- [TASK PROMPT] Copy the material below from its first line through the line containing "0;0;612;344", with every box coordinate in the answers offset by -28. Keep all other text unchanged, and leave the pictures out.

>> START

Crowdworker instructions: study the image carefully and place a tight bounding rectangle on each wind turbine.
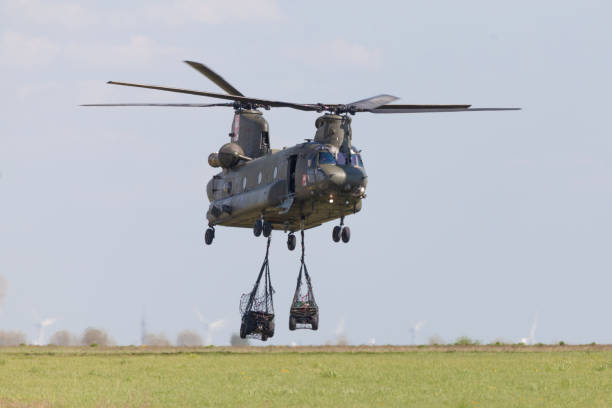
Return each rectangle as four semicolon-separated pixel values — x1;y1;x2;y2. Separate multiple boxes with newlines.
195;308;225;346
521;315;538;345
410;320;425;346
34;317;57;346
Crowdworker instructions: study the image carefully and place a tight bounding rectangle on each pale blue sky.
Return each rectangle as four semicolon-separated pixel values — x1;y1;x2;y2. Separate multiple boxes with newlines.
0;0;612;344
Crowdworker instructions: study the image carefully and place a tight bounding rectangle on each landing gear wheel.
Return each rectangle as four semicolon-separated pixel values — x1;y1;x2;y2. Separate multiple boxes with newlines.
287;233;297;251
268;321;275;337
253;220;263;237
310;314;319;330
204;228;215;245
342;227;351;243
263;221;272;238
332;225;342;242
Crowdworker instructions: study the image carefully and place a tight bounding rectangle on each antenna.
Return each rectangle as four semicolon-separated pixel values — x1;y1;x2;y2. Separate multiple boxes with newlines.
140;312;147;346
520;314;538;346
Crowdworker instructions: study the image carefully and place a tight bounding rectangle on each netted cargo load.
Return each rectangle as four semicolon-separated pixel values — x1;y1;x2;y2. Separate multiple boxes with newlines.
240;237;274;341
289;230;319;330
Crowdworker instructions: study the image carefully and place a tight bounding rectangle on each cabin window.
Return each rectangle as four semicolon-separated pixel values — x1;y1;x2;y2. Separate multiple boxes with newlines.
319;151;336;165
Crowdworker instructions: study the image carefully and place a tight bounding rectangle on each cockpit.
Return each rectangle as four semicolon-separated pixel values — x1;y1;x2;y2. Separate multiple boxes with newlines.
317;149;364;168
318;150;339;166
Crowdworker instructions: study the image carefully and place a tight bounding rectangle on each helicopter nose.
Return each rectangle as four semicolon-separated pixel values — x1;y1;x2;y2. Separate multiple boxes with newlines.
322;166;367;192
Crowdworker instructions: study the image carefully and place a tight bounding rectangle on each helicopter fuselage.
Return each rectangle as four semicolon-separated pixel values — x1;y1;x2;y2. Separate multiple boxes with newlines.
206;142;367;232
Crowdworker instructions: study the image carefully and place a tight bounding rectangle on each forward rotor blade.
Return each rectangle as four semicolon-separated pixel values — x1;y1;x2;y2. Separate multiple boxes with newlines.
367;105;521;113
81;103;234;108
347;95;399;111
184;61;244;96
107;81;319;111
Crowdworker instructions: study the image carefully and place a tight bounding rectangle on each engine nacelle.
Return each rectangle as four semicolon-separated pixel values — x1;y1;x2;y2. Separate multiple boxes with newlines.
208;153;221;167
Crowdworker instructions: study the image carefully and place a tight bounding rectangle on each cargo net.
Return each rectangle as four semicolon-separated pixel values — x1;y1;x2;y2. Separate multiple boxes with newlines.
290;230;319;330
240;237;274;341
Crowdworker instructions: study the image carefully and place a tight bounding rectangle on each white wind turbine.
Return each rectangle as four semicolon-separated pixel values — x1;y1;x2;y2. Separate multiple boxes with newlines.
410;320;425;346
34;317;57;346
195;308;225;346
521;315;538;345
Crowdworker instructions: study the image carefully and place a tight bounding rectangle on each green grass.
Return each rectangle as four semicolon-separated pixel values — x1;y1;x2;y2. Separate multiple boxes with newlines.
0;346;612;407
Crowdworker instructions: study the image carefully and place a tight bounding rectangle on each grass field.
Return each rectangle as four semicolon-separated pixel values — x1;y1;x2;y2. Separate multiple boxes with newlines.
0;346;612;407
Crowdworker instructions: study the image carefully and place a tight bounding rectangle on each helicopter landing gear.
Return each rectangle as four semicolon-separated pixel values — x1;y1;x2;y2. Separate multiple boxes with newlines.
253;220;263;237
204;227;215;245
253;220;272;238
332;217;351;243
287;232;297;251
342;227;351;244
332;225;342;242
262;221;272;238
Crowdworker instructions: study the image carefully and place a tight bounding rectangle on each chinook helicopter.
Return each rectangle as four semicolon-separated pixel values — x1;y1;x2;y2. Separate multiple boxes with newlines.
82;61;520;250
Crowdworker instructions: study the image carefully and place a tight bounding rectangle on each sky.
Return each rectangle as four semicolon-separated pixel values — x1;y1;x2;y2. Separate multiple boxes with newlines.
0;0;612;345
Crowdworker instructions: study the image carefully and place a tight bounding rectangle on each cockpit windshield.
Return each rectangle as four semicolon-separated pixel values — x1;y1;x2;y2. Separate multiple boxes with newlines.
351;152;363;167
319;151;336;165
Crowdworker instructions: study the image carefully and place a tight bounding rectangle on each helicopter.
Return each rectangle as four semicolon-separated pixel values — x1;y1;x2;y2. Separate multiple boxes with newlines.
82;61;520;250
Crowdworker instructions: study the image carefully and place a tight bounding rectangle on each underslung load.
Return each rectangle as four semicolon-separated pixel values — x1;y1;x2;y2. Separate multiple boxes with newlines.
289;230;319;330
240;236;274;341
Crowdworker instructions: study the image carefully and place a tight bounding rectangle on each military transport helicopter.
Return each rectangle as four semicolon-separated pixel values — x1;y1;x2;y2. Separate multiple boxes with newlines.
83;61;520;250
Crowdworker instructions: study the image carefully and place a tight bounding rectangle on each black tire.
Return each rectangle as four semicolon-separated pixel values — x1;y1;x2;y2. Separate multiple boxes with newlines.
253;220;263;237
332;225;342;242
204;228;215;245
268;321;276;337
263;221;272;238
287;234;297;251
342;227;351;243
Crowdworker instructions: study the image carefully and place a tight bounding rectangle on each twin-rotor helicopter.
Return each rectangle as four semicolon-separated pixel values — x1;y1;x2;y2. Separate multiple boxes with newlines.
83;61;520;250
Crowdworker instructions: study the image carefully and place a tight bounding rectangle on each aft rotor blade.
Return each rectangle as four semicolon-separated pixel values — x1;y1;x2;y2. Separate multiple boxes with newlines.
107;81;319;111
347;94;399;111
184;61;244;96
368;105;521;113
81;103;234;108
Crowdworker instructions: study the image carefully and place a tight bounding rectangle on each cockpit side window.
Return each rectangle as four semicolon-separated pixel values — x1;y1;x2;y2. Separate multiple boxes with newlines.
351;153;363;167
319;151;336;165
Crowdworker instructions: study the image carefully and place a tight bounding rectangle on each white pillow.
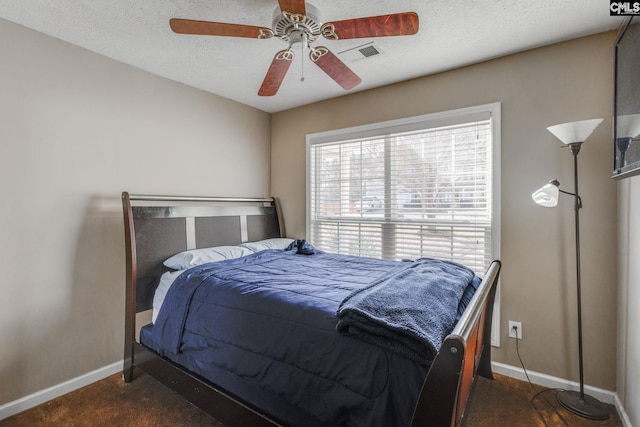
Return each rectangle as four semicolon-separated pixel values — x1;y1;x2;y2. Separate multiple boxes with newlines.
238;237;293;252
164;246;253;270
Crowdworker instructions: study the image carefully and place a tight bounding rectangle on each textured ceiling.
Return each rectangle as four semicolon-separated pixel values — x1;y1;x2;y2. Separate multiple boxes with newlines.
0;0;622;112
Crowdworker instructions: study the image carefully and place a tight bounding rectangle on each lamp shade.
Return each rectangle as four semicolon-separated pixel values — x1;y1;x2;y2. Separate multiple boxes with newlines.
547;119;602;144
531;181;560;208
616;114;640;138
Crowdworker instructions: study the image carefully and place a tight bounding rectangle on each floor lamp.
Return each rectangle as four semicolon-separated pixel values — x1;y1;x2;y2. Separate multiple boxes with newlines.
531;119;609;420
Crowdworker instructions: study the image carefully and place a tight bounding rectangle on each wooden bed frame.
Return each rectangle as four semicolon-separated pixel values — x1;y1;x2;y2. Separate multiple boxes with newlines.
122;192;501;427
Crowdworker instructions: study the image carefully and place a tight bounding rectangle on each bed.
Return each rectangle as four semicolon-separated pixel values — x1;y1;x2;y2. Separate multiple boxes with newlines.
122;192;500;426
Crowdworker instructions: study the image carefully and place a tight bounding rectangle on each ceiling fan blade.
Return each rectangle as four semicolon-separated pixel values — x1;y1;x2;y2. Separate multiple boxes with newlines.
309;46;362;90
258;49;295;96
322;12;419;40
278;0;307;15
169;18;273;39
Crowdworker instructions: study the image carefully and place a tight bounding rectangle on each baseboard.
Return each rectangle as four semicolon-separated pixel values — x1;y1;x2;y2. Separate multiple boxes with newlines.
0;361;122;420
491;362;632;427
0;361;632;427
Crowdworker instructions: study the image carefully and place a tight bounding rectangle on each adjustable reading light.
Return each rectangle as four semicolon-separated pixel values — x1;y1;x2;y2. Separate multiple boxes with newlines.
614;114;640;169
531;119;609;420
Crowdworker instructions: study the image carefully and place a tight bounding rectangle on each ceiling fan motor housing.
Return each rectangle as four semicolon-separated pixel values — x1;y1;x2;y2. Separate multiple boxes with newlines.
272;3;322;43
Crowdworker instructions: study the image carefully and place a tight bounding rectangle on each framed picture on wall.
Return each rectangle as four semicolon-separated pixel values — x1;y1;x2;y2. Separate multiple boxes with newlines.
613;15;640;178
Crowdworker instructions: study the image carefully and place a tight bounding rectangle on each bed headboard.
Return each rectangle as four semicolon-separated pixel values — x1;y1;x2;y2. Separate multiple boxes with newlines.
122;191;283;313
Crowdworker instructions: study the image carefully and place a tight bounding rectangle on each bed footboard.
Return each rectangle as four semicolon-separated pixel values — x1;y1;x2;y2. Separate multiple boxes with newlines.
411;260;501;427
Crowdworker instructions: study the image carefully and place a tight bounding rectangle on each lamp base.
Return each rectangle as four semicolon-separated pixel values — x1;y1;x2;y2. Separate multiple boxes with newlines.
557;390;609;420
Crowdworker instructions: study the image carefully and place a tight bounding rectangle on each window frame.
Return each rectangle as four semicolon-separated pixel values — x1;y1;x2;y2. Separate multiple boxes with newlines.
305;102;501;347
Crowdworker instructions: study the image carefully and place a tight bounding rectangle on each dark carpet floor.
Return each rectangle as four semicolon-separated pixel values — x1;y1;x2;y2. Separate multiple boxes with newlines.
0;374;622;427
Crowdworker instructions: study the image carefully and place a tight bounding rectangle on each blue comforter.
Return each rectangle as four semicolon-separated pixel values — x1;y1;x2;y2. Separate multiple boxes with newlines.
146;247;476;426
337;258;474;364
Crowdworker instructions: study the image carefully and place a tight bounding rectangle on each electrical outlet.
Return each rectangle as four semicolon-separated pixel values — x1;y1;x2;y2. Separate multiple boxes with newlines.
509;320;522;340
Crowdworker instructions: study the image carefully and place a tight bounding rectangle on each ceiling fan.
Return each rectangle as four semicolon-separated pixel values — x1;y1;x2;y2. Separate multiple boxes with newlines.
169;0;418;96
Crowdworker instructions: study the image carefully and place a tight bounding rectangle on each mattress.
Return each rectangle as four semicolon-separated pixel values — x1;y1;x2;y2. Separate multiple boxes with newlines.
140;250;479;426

>> END

- [ANSWER TO THIS TASK]
Crowdworker instructions: study the image carefully and place a tight bounding rectangle on each wind turbine.
Return each rectangle as four semicolon-separated pixel values — x1;y1;x2;y2. Separate multiple boxes with newlines.
167;280;197;318
493;287;510;317
382;292;397;318
6;289;29;318
Crowdworker instructions: study the image carefully and place a tight bounding rectangle on each pale blue sky.
Return each rectangle as four semicolon-separated pixel values — x1;y1;x2;y2. Separate multiple boxes with newlines.
-28;-28;584;316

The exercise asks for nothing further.